___ Listed records

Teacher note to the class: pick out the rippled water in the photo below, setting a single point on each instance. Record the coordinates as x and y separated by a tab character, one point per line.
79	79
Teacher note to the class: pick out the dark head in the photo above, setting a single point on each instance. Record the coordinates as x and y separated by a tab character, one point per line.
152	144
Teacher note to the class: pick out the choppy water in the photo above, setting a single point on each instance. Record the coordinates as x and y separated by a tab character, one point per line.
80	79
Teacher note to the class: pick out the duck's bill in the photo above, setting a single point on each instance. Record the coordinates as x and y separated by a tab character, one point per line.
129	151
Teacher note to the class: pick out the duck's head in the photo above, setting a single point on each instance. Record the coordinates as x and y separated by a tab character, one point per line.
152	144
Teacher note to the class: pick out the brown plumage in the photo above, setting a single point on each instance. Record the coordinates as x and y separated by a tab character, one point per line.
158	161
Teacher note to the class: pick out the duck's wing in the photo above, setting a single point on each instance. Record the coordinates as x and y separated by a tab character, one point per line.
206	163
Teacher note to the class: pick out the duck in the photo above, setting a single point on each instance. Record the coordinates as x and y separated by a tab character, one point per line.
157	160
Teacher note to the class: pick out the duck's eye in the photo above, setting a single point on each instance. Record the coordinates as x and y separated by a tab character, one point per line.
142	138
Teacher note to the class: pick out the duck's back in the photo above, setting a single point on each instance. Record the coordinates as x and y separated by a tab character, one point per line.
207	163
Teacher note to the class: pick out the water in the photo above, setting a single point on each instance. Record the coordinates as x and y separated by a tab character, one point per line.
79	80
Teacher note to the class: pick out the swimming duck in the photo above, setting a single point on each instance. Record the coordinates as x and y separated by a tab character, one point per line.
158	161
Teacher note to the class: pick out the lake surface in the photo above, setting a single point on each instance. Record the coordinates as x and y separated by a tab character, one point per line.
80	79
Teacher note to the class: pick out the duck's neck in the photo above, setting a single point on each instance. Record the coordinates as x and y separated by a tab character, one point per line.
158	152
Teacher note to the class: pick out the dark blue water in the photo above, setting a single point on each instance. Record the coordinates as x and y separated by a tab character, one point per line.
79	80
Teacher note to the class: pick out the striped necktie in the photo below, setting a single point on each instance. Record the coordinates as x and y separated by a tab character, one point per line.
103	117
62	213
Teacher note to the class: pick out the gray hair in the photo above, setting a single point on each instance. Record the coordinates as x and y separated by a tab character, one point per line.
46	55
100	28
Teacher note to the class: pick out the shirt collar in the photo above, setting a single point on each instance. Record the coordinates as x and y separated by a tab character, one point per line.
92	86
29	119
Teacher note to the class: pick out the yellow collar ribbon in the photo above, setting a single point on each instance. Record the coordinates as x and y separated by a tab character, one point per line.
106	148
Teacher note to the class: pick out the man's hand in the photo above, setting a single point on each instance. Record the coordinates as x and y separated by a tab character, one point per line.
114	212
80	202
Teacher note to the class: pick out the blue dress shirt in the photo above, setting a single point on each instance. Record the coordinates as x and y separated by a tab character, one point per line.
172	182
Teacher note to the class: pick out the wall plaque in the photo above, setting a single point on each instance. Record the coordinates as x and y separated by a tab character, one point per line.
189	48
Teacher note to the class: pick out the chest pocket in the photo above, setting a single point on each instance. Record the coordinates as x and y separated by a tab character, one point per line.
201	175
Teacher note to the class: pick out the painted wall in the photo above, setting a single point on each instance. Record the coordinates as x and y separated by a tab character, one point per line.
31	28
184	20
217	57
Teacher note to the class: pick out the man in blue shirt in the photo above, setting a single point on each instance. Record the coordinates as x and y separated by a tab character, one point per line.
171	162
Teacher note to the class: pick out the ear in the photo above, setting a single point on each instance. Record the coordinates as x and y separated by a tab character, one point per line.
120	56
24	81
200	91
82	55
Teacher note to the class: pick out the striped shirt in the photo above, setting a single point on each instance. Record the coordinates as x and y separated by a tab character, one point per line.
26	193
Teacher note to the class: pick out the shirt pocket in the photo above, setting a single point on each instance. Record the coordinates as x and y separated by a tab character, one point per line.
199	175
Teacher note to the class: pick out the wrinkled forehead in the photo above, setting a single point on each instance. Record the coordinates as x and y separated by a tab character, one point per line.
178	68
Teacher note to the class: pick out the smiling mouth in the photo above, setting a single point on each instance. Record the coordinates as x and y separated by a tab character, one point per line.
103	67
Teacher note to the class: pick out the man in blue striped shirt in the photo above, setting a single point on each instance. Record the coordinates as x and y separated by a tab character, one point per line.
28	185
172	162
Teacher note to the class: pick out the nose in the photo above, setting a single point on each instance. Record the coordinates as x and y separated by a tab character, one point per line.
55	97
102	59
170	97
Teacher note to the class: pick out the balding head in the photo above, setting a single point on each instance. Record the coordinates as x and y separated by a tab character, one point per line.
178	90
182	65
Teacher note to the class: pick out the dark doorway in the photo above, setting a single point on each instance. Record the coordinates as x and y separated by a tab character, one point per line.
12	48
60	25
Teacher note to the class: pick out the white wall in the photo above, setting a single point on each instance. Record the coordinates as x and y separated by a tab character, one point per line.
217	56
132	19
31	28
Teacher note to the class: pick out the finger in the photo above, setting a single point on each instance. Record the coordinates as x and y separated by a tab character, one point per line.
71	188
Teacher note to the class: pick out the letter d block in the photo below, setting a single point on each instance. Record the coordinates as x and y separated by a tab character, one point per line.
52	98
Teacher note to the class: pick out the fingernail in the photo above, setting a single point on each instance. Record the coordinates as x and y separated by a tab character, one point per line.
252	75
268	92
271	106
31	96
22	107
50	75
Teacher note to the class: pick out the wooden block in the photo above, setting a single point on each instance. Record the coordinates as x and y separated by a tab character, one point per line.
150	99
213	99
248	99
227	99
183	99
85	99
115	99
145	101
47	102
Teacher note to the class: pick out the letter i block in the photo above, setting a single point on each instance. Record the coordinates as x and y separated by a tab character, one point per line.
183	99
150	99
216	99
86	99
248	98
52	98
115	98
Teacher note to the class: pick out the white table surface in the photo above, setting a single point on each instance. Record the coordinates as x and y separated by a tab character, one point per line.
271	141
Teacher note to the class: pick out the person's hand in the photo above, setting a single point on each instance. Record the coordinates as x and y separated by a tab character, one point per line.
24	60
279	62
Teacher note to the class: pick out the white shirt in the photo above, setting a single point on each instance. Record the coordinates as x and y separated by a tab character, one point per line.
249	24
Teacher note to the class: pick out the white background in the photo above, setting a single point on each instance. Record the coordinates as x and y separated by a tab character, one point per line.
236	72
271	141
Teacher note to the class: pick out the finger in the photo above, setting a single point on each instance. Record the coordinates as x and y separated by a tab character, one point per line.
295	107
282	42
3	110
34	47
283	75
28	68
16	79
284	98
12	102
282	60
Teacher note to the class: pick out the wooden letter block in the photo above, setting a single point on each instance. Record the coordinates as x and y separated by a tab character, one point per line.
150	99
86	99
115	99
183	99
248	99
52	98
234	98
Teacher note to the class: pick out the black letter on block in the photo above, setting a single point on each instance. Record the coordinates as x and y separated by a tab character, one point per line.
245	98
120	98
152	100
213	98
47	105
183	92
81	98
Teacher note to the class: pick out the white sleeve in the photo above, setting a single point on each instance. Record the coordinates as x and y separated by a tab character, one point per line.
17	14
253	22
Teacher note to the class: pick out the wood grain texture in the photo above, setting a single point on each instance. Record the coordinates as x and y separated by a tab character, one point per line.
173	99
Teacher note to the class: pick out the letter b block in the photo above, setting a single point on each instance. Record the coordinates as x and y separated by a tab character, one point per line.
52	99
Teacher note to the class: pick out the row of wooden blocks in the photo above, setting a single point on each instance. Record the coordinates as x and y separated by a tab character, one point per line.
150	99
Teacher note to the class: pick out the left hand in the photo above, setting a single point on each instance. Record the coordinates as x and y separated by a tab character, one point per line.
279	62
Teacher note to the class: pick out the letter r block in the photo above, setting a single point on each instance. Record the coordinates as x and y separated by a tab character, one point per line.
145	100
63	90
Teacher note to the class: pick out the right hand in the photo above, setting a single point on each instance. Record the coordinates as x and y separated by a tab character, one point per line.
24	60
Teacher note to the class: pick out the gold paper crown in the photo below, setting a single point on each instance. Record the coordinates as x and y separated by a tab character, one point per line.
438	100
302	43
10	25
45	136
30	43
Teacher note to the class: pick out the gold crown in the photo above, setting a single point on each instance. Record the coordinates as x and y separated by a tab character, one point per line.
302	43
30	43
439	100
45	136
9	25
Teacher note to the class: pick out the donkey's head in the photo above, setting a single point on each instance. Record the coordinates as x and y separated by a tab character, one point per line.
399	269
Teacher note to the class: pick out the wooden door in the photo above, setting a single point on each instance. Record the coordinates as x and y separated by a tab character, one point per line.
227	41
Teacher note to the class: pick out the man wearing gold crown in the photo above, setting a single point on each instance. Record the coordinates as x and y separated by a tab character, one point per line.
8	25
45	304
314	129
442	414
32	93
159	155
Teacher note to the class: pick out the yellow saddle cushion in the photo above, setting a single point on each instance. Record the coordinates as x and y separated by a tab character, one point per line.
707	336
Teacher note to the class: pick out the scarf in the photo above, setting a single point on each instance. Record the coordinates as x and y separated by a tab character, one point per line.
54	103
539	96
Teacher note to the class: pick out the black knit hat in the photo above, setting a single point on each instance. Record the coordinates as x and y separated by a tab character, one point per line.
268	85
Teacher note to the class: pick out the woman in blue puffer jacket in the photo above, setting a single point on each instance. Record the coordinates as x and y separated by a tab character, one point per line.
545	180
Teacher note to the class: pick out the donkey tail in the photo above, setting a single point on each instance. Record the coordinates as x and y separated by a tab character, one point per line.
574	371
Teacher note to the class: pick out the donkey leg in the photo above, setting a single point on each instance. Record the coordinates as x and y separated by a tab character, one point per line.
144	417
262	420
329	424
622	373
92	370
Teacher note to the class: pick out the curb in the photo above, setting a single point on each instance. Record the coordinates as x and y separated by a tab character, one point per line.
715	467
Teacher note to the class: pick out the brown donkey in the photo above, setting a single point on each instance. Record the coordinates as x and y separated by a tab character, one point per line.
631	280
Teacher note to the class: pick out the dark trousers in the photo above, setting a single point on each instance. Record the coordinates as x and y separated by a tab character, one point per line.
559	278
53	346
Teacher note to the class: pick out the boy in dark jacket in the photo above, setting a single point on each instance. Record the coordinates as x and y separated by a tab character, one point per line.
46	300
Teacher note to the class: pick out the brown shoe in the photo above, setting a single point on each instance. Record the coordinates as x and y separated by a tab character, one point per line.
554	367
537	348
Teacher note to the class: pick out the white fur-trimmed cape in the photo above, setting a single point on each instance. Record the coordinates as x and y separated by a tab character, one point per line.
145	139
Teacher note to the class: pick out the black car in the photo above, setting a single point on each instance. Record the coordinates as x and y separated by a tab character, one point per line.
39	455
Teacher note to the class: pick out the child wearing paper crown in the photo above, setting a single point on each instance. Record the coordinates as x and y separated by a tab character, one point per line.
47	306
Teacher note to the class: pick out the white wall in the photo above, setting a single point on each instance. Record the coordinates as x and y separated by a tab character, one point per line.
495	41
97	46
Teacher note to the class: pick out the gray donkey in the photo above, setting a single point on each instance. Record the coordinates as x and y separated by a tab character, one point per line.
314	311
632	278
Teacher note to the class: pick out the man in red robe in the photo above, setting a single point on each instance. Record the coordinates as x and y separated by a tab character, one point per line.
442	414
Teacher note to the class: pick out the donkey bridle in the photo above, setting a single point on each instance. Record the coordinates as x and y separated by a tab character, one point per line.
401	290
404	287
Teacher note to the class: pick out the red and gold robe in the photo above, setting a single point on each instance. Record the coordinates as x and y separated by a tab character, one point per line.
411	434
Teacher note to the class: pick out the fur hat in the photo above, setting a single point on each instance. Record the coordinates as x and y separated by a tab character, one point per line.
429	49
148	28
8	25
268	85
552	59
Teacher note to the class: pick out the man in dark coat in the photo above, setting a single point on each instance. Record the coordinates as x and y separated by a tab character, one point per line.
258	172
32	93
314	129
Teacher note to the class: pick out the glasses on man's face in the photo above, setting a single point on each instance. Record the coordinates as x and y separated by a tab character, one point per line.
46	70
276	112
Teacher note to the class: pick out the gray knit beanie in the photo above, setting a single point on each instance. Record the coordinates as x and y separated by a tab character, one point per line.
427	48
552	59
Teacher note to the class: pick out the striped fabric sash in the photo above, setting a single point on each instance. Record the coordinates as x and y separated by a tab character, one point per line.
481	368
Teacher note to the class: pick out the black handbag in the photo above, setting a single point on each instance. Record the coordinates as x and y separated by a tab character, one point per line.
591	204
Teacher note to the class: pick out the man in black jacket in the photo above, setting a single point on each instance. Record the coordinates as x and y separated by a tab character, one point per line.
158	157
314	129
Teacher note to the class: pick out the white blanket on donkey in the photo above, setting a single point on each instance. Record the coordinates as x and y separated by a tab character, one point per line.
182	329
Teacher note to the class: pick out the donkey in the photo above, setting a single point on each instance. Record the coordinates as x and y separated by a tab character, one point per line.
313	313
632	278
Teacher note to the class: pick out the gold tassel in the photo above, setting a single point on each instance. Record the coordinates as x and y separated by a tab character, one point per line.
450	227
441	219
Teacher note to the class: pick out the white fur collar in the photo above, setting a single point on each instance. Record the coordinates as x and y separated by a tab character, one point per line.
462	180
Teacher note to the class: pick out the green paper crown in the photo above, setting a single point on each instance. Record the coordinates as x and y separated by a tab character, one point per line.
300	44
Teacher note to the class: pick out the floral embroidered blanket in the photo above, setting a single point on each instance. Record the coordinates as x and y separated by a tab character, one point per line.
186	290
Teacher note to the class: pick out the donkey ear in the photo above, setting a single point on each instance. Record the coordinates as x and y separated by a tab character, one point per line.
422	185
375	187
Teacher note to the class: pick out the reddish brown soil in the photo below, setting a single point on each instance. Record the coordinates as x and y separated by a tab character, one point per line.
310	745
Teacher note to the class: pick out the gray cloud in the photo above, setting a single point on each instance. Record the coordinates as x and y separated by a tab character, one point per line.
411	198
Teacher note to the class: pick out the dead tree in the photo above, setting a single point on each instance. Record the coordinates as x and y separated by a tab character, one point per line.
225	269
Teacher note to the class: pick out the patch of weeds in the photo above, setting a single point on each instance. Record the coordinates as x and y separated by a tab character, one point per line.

______

Beginning at the line that holds "Teacher note to the class: pick out the reddish", copy every line through the end of the entries exactly as given, and only those lines.

Task answer –
Teacher note to the class: pick out the reddish brown soil in the photo below, setting a single point on each instance. Record the coordinates as x and y separated by a tab character, one point per line.
310	745
Teacher note to the class: pick out the gray cloud in the photo above, setting a single point on each instance. Record the coordinates as x and y separated by a tab character, one point per line.
411	198
Teacher note to the class: pick out the dead tree in the photo above, setting a single point on each instance. Record the coordinates as x and y separated by a tab character, one point per line.
225	269
Teacher note to the class: pick out the patch of weeds in the photo above, setting a single point on each instance. Record the coordinates as x and y separated by a tab character, one point per line.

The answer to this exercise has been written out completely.